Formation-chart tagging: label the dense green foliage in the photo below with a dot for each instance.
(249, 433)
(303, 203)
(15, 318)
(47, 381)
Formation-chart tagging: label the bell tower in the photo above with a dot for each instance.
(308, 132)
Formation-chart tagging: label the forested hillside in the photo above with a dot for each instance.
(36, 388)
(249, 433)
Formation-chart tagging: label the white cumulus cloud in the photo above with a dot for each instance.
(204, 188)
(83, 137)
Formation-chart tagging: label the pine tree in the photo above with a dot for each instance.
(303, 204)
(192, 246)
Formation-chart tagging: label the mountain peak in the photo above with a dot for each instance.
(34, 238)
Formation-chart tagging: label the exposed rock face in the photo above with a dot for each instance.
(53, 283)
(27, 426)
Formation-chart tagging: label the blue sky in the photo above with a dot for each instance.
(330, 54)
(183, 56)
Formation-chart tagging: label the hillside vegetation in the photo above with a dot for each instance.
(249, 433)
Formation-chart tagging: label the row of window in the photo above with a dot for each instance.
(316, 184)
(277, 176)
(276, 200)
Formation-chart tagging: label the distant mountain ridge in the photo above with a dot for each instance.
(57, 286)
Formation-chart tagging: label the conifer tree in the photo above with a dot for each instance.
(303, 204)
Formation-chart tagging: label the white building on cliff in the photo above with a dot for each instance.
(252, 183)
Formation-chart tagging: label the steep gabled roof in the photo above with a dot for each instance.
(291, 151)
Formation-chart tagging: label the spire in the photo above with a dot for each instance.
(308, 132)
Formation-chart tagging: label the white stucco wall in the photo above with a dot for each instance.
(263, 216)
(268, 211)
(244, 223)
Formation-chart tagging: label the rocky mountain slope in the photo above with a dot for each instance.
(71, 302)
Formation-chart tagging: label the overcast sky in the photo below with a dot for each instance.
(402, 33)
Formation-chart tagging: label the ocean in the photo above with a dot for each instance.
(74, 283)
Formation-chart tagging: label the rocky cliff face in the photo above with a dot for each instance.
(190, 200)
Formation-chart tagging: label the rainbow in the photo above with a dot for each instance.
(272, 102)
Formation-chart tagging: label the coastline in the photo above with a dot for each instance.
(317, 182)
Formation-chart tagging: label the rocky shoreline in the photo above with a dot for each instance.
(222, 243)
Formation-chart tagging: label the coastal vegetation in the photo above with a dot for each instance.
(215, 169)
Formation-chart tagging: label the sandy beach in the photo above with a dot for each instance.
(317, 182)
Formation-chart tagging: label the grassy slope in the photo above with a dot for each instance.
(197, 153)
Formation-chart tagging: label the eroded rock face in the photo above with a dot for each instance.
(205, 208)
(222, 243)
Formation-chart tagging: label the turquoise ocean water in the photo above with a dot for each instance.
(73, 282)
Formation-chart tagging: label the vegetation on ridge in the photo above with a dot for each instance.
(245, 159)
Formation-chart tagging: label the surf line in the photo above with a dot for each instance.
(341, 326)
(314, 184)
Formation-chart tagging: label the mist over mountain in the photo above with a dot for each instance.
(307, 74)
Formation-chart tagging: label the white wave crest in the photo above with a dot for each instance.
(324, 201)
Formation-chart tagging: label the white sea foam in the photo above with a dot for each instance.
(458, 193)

• [TASK BRIEF]: Please output the records once more, exactly as they were written.

• [EXERCISE RESPONSE]:
Formation-chart tagging: label the dense green foliage in the photo below with a dot for each instance.
(249, 433)
(303, 203)
(15, 318)
(47, 381)
Formation-chart tagging: label the bell tower in the photo above with a dot for each instance.
(308, 132)
Formation-chart tagging: label the forested hillside in the photo above with a dot for each instance.
(36, 388)
(249, 433)
Formation-chart tagging: label the white cumulus cloud in the photo above with a dot for each instance.
(204, 188)
(83, 137)
Formation-chart tagging: label the pine tree in the photo above with a dot for each instance.
(303, 204)
(192, 246)
Formation-chart tagging: label the mountain peak in the photo above with a dot for each instance.
(34, 238)
Formation-chart tagging: label the exposed rock face in the photo above with a dot for each instance.
(53, 283)
(27, 426)
Formation-chart tagging: label the blue sky in the photo above with a dot for each instance.
(330, 54)
(183, 56)
Formation-chart tagging: label the hillside vegetation in the photo above with a dot for each instance.
(249, 433)
Formation-chart tagging: label the row of window in the photo above with a dot for each instance.
(316, 184)
(277, 176)
(276, 200)
Formation-chart tagging: label the distant mountain ridge in the photo above with a dot for each instance.
(57, 286)
Formation-chart tagging: label the conifer tree in the photo above with a dot for each instance.
(303, 204)
Formation-chart tagging: label the white building on cliff in the photo above with a dot for each instance.
(252, 183)
Formation-chart tagging: label the steep gabled roof in the photo above with a dot for each instance.
(291, 151)
Formation-chart tagging: label the spire in the photo above with a dot for each instance.
(308, 132)
Formation-chart tagging: label the white stucco wall in the photo above with a dot for each instance.
(263, 216)
(268, 211)
(244, 223)
Formation-chart tagging: label the rocky mountain slope in the photo above with a dot for each instance.
(71, 302)
Formation-chart tagging: label the overcast sky in the photo below with a dot for each instance.
(402, 33)
Formation-chart tagging: label the ocean in the photo above with a dot for each instance.
(74, 283)
Formation-chart tagging: label the rocky cliff face in the photo above with a dot for each instance.
(190, 200)
Formation-chart tagging: label the rainbow in the photo above with a dot for each instance.
(272, 102)
Formation-chart tagging: label the coastline in the photo above with a dot for each instance.
(317, 182)
Formation-chart tagging: label the rocky shoreline in the photo above with a dot for each instance.
(222, 243)
Formation-chart tagging: label the coastal vegetation in the photo above with a dot for each instance.
(215, 169)
Formation-chart tagging: label the sandy beach in the photo above with a dot for each instance.
(317, 182)
Formation-chart tagging: label the grassy slope in the photo above with a dot for each instance.
(197, 153)
Formation-chart tagging: label the eroded rock face in the photo above with a dot for each instance.
(205, 208)
(222, 243)
Formation-chart tagging: label the turquoise ocean water in the photo above with a dot for each instance.
(73, 282)
Formation-chart tagging: label the vegetation on ridge in the photo above with a dot for each instance.
(245, 159)
Formation-chart tagging: label the surf line in the photo above with a dot for each instance.
(341, 326)
(314, 184)
Formation-chart tagging: label the mist over mountain in the photo above with a dot for each instance.
(307, 74)
Formation-chart tagging: label the white wave crest in the photo above with a dot for each instance.
(324, 201)
Formation-chart tagging: label the white sea foam in the photo above with a dot for each instance.
(458, 193)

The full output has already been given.